Referring expression grounding data
*** Block opens ***

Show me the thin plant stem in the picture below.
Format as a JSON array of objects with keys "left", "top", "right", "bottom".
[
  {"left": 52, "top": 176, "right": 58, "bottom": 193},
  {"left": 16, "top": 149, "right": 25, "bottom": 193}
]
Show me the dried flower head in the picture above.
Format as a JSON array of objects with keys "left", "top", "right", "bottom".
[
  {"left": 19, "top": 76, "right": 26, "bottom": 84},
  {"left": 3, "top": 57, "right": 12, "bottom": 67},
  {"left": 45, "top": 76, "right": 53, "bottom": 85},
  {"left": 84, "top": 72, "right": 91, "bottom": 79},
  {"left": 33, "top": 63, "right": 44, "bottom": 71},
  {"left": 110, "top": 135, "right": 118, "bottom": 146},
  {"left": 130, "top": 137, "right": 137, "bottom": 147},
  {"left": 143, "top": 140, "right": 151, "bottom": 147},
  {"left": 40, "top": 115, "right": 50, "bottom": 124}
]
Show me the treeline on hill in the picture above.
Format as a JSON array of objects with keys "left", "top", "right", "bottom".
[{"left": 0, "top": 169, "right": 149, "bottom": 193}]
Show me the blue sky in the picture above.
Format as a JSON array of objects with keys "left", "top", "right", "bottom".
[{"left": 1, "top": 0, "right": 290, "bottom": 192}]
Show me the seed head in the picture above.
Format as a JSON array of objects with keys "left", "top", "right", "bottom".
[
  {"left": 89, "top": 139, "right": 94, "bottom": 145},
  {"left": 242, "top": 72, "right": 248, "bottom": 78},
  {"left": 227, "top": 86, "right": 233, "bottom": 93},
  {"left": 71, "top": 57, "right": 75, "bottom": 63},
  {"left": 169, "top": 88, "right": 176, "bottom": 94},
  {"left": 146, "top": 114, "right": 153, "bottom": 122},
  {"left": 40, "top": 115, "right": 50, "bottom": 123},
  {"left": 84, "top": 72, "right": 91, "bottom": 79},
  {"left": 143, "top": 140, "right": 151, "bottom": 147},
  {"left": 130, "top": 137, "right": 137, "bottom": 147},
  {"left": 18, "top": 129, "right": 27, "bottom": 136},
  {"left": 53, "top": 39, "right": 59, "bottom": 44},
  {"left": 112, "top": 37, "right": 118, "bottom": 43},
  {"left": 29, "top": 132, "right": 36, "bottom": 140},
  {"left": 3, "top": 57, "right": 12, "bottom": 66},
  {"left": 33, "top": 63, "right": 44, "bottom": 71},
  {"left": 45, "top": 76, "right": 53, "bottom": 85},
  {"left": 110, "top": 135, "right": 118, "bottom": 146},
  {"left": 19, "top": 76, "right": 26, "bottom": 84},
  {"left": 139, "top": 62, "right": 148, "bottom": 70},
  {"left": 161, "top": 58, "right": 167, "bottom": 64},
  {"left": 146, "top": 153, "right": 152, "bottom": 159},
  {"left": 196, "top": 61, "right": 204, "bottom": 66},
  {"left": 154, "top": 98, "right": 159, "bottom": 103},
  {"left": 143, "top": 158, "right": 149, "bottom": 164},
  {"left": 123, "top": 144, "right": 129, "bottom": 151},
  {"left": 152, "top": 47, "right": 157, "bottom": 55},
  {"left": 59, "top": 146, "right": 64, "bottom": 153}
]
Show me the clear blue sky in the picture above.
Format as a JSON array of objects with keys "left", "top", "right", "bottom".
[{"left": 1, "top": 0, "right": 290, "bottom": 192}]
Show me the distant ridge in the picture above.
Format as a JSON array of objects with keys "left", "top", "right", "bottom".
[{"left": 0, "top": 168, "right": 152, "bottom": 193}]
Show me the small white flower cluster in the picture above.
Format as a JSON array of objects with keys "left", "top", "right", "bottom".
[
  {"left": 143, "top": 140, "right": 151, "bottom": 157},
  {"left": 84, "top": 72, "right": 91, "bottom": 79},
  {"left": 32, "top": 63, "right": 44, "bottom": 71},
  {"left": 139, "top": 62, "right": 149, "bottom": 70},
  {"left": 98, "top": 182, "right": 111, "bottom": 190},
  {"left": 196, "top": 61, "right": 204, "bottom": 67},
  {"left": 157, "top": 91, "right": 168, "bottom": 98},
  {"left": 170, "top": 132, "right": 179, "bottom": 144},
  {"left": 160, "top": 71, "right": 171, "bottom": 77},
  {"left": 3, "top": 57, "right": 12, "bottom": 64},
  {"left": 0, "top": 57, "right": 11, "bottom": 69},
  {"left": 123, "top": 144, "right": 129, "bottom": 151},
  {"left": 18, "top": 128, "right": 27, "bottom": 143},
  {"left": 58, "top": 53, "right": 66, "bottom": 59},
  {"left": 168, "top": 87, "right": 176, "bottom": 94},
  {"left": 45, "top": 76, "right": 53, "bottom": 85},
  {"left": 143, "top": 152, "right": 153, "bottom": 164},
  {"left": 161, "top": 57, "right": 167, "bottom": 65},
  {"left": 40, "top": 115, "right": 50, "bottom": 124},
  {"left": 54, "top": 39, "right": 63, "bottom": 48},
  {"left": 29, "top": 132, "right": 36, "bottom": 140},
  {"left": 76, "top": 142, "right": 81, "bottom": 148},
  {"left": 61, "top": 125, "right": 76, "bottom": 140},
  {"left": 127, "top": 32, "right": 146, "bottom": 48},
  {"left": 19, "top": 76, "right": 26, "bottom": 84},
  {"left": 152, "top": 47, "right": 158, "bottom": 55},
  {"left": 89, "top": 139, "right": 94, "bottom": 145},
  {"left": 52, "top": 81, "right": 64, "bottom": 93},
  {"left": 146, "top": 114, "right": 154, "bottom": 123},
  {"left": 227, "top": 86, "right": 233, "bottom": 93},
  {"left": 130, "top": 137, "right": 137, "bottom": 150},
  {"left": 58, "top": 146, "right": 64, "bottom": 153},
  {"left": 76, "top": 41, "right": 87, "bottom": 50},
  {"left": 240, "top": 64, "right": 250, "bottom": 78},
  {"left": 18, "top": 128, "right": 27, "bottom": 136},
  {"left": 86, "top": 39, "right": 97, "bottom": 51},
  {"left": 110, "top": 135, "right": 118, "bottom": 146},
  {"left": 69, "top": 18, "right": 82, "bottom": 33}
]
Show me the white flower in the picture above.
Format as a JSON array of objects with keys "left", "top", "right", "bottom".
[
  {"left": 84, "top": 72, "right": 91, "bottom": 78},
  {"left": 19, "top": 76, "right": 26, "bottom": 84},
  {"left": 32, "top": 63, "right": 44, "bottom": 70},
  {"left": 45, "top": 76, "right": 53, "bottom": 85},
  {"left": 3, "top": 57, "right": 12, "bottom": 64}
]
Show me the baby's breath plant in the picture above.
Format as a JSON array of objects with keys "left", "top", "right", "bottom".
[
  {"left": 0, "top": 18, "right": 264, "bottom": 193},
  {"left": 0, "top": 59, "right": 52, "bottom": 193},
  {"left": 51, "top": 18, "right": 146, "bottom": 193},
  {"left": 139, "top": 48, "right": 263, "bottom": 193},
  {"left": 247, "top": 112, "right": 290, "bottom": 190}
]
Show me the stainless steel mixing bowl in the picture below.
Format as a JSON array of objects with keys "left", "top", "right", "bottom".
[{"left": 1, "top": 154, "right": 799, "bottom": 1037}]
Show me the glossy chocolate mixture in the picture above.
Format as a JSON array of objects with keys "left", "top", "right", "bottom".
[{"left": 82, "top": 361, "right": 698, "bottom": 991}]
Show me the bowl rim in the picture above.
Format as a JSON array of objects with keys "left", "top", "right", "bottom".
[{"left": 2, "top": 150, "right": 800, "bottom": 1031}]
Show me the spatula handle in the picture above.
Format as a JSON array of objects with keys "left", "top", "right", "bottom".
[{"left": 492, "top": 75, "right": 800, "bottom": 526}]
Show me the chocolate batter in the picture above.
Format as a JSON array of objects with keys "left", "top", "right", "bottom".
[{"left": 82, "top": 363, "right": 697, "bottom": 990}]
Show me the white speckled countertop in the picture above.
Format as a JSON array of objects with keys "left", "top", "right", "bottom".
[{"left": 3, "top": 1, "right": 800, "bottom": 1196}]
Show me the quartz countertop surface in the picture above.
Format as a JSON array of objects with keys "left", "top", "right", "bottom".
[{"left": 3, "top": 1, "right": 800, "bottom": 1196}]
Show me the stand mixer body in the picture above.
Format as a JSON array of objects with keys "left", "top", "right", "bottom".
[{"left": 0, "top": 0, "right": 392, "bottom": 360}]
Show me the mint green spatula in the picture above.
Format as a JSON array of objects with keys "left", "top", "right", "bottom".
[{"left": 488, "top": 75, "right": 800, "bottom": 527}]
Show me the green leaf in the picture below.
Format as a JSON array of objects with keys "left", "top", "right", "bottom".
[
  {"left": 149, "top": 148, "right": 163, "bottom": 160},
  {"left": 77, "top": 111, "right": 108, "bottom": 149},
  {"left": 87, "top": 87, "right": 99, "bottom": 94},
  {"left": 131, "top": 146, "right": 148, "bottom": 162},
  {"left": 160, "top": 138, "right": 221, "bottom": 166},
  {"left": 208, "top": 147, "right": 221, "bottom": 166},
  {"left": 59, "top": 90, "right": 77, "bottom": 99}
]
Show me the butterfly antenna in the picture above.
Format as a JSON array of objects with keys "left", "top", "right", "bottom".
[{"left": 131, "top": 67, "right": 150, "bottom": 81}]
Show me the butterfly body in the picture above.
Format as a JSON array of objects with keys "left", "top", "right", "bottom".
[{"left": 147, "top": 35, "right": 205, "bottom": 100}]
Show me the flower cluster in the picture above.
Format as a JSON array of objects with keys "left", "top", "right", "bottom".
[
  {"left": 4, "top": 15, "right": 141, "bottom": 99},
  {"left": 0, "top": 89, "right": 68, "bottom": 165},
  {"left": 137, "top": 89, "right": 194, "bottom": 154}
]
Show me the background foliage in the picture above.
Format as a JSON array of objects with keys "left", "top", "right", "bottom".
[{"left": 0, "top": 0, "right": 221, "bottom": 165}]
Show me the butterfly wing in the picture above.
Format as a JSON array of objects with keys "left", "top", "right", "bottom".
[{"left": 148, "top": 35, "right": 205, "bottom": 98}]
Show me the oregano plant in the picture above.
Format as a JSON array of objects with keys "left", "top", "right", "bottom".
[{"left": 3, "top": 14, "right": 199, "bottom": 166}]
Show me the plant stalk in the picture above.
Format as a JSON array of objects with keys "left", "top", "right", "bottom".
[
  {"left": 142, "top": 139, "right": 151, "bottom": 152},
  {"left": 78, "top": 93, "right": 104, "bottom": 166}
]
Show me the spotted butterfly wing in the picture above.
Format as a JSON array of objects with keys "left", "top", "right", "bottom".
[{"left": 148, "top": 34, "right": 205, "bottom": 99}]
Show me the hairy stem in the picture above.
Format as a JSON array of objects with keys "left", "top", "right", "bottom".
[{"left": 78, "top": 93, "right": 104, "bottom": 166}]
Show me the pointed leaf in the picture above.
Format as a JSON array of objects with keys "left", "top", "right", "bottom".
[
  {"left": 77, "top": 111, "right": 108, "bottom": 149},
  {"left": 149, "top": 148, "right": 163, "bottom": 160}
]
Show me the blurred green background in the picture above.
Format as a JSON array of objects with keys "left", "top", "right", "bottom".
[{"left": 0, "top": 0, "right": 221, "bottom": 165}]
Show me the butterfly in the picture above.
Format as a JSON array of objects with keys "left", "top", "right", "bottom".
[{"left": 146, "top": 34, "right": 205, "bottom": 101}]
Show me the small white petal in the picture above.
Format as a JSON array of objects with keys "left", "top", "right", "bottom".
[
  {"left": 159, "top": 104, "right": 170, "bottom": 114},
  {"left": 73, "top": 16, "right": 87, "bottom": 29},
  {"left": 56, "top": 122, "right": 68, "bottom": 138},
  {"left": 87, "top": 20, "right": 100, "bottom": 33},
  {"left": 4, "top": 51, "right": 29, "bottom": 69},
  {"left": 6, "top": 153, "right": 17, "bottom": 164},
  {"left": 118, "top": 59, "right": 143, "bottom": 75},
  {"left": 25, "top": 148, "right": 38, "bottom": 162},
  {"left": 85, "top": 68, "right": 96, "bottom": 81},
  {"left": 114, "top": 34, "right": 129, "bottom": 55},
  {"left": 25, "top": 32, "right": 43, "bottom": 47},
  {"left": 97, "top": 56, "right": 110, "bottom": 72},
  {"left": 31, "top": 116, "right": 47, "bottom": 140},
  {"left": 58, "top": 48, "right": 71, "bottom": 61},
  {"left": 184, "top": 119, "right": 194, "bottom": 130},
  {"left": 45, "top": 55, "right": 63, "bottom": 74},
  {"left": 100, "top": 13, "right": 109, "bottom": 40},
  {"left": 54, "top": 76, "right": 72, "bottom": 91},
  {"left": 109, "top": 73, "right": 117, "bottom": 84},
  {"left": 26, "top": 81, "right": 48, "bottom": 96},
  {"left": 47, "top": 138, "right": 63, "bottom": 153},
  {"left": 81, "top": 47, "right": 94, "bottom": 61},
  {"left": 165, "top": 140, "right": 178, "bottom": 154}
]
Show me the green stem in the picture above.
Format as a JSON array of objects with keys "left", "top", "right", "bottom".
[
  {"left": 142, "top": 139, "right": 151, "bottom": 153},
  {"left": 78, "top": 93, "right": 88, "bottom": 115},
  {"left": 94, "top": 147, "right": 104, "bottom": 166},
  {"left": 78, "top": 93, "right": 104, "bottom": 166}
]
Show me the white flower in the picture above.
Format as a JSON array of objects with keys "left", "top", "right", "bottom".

*** Block closes ***

• _To do_: Across all the entries above, how many lines hold the word "flower"? Answer with the number only.

• _Reply_: 5